Data supplied:

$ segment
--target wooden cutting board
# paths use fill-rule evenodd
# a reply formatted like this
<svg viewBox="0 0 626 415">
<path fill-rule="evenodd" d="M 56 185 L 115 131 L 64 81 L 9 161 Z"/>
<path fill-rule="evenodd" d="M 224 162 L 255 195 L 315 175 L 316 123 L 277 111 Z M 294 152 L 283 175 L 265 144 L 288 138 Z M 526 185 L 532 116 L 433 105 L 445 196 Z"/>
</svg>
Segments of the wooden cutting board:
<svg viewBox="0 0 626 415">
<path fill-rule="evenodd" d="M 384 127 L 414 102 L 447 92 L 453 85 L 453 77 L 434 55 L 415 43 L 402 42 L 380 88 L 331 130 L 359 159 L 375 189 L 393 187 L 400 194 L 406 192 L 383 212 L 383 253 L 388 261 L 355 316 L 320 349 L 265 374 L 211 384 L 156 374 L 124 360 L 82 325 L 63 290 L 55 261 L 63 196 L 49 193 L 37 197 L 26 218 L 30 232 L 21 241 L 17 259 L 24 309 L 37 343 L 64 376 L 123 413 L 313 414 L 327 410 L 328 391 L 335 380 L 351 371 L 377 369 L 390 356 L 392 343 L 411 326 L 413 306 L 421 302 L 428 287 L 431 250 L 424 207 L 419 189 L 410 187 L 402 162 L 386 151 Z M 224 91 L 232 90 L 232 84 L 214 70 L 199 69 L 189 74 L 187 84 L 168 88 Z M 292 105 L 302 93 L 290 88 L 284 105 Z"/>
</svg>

Required work: Reproduce the entire listing above, shifting every number in the answer SVG, including all of its path coordinates, upward by 97 and leaving every other line unchanged.

Written solution:
$ segment
--target wooden cutting board
# paths use fill-rule evenodd
# a reply formatted like this
<svg viewBox="0 0 626 415">
<path fill-rule="evenodd" d="M 56 185 L 115 131 L 64 81 L 9 161 Z"/>
<path fill-rule="evenodd" d="M 224 162 L 255 195 L 315 175 L 316 123 L 277 111 Z M 294 152 L 283 175 L 265 144 L 288 138 Z M 526 185 L 532 116 L 433 105 L 445 196 Z"/>
</svg>
Segments of the wooden cutting board:
<svg viewBox="97 97 723 512">
<path fill-rule="evenodd" d="M 481 224 L 511 199 L 544 189 L 550 182 L 550 174 L 531 152 L 512 140 L 499 139 L 477 185 L 428 227 L 456 256 L 472 286 L 490 284 L 497 291 L 503 289 L 480 309 L 480 350 L 485 358 L 452 413 L 417 446 L 362 471 L 308 481 L 253 471 L 221 457 L 179 422 L 160 387 L 152 358 L 160 293 L 146 290 L 134 294 L 123 315 L 127 329 L 118 338 L 114 356 L 121 406 L 134 440 L 161 473 L 220 510 L 410 511 L 424 507 L 425 488 L 432 477 L 448 468 L 474 466 L 487 453 L 489 440 L 508 423 L 510 403 L 518 399 L 525 384 L 528 347 L 521 304 L 516 286 L 507 284 L 499 259 L 483 248 Z M 321 188 L 329 187 L 329 181 L 311 167 L 296 166 L 286 171 L 284 181 L 265 185 Z M 389 202 L 399 190 L 387 185 L 381 202 Z"/>
</svg>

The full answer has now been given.